ESTRATTO DELLA FONTE:
+===+

Cop26: card. Barreto (Repam), “indignazione, fortezza, speranza per custodia del Creato e cambiamenti climatici. Serve cambiamento del modello di sviluppo”

Indignazione, fortezza, speranza. Sono i tre sentimenti che caratterizzano in questo momento la Rete ecclesiale panamazzonica (Repam), di fronte alla questione della custodia del creato e dei cambiamenti climatici. Lo ha detto ieri il card. Pedro Barreto, presidente della Repam e arcivescovo di Huancayo (Perù), rivolgendosi dal Perù, con un videomessaggio, alla Cop26 di Glasgow.
“Indignazione – ha ricordato il cardinale -, perché molti leader indigeni sono stati assassinati per aver difeso l’Amazzonia contro lo sfruttamento irrazionale delle risorse naturali e la deforestazione. Un dato eloquente è che in media nel 2020, in piena pandemia, ogni due giorni veniva assassinato un leader indigeno. E finora nel 2021 questa terribile situazione continua. A partire da questa indignazione gridiamo a gran voce al mondo che la vita umana è minacciata e l’Amazzonia sprecata da meschini interessi di gruppo. Riaffermiamo che l’Amazzonia è essenziale per il presente e il futuro dell’umanità!”.

+===+

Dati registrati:
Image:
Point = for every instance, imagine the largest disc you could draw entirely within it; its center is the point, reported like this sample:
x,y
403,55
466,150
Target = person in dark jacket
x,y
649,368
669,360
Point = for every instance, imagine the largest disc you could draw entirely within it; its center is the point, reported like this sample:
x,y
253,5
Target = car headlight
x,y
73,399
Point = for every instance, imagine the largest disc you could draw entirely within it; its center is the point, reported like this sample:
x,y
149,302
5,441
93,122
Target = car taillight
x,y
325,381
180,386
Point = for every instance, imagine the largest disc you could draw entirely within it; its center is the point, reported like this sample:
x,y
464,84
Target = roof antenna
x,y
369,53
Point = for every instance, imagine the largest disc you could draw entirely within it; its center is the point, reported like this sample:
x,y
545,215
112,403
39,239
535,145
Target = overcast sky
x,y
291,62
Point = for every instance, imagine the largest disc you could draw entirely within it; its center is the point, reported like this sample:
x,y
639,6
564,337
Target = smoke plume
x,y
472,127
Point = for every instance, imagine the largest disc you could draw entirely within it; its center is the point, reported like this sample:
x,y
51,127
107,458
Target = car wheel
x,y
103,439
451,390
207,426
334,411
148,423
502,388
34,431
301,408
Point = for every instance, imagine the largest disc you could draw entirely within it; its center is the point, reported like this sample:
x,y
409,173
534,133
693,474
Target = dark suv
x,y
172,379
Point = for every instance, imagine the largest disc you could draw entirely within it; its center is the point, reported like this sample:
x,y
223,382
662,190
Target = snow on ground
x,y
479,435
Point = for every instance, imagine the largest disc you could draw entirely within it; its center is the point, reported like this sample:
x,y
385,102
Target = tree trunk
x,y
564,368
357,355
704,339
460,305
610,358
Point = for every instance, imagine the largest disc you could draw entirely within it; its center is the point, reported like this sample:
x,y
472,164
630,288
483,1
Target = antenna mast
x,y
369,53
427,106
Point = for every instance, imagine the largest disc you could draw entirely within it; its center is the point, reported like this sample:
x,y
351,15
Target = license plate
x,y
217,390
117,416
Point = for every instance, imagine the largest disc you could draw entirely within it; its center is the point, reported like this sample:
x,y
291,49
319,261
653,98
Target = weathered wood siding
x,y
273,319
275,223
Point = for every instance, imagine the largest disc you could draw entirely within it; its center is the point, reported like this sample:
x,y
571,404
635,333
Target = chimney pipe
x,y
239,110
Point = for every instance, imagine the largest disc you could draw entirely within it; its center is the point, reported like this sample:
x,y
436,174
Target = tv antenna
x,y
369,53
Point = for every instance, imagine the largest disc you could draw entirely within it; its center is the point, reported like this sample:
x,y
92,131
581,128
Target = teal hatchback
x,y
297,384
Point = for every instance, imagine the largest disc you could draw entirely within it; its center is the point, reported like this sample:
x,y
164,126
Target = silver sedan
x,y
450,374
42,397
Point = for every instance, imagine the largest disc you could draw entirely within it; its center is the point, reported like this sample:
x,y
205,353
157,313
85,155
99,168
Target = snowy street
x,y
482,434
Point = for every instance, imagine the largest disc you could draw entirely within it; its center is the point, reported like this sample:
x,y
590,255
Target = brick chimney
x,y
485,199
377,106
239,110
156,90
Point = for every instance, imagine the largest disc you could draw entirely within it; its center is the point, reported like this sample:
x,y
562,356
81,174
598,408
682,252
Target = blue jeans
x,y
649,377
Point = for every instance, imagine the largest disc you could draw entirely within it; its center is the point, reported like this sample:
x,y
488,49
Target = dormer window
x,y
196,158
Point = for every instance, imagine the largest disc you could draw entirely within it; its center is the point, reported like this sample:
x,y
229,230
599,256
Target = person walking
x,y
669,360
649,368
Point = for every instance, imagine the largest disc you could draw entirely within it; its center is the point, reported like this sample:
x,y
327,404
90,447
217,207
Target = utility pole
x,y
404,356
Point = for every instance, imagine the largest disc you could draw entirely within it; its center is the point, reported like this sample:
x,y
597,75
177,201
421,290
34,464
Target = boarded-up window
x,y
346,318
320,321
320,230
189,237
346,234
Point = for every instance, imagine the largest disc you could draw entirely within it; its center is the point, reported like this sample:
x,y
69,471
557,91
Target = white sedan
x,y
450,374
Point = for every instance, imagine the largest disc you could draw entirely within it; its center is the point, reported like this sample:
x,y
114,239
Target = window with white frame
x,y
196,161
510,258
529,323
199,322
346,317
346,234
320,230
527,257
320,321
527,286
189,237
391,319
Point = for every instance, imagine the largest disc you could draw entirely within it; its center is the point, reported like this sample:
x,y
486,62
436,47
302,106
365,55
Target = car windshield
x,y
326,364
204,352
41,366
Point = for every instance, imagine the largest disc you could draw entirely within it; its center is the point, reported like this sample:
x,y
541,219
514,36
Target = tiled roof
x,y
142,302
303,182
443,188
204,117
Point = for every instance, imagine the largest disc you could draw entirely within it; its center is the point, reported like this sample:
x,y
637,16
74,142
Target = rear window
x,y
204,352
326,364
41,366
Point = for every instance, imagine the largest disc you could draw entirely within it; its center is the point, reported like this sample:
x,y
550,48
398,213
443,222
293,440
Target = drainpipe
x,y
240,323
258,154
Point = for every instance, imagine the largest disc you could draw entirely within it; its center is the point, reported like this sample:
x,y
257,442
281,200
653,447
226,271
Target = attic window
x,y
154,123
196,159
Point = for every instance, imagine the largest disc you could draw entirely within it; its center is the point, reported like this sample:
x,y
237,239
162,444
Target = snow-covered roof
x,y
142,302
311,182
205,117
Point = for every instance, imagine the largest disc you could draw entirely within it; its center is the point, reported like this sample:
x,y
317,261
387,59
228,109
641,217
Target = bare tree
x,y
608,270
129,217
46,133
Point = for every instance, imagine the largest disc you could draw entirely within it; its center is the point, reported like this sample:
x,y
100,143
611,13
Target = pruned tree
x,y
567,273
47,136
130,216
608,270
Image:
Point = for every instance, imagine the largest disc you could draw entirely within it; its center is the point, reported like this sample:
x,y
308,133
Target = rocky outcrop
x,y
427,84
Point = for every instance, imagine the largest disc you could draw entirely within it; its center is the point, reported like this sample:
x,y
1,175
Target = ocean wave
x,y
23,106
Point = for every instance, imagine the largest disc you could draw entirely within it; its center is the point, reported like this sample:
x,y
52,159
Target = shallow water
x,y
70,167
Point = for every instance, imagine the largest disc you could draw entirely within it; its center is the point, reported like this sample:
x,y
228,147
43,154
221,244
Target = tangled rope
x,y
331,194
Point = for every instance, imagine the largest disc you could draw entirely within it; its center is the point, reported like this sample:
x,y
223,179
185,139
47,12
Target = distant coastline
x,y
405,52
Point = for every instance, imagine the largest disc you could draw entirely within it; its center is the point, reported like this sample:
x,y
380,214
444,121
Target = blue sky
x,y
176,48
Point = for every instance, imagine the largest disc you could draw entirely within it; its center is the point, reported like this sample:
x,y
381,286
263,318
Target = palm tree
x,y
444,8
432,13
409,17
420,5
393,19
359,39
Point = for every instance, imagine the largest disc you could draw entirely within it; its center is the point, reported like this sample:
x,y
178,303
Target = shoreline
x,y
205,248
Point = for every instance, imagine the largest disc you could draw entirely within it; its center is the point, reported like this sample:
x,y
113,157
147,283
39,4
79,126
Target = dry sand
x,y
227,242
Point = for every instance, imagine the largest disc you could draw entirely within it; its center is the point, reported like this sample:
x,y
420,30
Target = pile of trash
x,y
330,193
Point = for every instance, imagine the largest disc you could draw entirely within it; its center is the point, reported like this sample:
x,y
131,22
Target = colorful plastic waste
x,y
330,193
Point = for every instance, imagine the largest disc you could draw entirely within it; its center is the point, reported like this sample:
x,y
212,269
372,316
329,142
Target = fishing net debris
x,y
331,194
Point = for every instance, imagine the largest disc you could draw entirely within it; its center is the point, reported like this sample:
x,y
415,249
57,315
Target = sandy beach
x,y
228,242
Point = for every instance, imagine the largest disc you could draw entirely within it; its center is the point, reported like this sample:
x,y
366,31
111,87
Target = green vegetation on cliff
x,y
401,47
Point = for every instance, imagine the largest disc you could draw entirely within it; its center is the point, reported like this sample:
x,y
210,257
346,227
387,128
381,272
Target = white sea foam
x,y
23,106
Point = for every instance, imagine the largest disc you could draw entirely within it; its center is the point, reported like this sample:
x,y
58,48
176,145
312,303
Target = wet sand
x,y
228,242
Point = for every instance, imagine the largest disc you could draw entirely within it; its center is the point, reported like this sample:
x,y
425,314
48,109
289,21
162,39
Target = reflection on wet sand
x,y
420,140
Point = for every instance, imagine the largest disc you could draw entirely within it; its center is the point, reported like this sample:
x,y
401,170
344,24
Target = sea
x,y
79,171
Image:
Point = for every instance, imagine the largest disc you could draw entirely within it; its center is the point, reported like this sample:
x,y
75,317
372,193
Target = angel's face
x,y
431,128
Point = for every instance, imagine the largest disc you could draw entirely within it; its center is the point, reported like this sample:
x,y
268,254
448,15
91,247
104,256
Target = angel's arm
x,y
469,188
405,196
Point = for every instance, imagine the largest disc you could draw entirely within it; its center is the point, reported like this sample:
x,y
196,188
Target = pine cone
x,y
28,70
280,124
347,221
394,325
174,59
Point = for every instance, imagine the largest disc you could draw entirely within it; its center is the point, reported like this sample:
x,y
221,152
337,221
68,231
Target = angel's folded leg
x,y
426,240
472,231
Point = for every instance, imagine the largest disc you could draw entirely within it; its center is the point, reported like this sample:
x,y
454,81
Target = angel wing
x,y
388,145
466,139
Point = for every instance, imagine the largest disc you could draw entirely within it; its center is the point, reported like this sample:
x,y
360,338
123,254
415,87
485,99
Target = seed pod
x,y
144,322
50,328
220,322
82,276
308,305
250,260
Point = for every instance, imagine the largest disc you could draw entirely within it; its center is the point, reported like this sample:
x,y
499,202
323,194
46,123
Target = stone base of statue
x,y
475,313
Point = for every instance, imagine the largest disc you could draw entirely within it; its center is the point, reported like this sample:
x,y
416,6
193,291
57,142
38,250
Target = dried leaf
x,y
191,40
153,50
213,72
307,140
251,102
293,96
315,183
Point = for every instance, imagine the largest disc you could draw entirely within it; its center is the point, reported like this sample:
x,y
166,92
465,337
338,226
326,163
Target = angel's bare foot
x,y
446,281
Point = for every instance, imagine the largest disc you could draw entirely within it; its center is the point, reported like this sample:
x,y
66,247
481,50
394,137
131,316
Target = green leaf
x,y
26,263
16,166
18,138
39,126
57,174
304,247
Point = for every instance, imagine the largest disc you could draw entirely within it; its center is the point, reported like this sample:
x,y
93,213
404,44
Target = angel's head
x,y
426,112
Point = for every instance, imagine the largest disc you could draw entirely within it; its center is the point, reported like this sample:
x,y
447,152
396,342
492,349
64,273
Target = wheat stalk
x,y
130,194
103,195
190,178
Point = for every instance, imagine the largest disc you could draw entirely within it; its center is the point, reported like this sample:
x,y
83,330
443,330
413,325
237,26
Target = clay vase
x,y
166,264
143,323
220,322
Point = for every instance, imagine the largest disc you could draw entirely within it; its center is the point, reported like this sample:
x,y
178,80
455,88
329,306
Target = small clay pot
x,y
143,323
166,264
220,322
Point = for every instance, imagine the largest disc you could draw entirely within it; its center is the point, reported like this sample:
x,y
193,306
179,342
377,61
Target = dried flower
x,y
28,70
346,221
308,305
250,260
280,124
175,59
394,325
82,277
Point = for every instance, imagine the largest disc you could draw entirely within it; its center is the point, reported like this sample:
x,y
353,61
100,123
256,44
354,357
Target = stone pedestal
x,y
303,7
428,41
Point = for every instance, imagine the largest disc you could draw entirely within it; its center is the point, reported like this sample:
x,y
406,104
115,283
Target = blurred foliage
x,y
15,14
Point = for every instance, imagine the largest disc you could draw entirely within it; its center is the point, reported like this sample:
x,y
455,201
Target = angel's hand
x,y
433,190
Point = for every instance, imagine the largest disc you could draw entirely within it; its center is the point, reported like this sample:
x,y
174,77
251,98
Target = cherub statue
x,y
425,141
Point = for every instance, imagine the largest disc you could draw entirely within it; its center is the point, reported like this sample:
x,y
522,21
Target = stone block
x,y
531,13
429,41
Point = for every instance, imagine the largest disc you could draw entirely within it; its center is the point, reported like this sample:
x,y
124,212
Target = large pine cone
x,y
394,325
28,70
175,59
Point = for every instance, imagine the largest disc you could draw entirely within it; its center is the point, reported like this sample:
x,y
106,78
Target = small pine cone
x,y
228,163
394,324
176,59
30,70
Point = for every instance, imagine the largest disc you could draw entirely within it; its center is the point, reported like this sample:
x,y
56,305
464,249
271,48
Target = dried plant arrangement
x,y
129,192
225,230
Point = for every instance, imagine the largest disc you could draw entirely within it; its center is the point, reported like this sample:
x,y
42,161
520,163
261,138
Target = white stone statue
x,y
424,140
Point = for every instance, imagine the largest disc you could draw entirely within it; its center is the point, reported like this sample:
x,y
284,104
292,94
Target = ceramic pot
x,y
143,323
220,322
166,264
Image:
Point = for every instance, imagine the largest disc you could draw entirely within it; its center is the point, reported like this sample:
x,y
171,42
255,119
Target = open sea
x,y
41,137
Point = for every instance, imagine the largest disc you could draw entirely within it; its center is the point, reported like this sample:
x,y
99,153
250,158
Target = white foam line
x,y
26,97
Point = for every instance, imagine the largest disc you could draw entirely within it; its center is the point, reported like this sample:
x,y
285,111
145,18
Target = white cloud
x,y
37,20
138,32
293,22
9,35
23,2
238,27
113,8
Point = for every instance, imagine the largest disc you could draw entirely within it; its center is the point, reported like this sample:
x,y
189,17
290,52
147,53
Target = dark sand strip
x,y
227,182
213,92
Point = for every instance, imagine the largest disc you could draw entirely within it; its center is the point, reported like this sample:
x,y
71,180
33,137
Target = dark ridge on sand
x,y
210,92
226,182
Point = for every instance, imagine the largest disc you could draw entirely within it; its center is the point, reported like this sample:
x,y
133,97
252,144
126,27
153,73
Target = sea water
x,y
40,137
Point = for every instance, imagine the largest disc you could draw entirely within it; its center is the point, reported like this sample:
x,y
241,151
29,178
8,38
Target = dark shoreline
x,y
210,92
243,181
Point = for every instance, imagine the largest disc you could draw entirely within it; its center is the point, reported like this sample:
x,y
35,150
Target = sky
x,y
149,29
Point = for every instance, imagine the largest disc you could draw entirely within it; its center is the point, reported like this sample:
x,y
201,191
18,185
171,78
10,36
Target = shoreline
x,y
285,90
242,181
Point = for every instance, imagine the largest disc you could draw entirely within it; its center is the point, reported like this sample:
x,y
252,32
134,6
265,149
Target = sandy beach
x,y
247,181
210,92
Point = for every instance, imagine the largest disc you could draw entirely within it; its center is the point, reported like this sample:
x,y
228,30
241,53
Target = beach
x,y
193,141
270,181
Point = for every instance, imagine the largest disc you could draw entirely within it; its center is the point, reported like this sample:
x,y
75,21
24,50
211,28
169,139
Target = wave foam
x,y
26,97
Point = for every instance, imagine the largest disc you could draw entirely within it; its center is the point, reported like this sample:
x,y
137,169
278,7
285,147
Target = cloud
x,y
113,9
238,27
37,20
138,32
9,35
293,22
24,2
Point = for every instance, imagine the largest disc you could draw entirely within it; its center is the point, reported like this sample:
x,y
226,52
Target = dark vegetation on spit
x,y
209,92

+===+

COMPLETA QUANTO SEGUE:
• 1. Secondo il testo sul messaggio del card. Barreto alla Cop26, con quale frequenza media veniva assassinato un leader indigeno nel 2020?
• 2. Prosegui il testo sul messaggio del card. Barreto alla Cop26 dopo l'ultima frase riportata.

RISPOSTE AI COMPITI:
• 1. In media ogni due giorni.

• 2.
In secondo luogo, “fortezza, perché sin dalla sua fondazione, la Repam ha scelto le popolazioni indigene e le comunità tradizionali come principali interlocutori e soggetti di azione nel territorio. Sono i guardiani dell’Amazzonia. E insieme con loro agiamo in difesa dei diritti umani e della natura, alla ricerca del ‘buen vivir’ e della giustizia socio-ambientale”. In terzo luogo, “speranza perché ricordiamo con gioia tutto il processo vissuto due anni fa al Sinodo per l’Amazzonia. Indubbiamente, il processo sinodale ha posto l’Amazzonia e le popolazioni indigene al centro dell’attenzione della Chiesa cattolica e anche di una parte significativa dell’opinione pubblica mondiale”.

Nel suo intervento, il presidente della Repam ricorda la costante vicinanza di Papa Francesco rispetto al cammino dell’organismo ecclesiale. E aggiunge: “Alla crisi in Amazzonia, alla pandemia e al clima si può rispondere solo con un cambiamento del modello di sviluppo globale, frutto di una conversione radicale, di una rivoluzione culturale, come dice la Laudato si’”.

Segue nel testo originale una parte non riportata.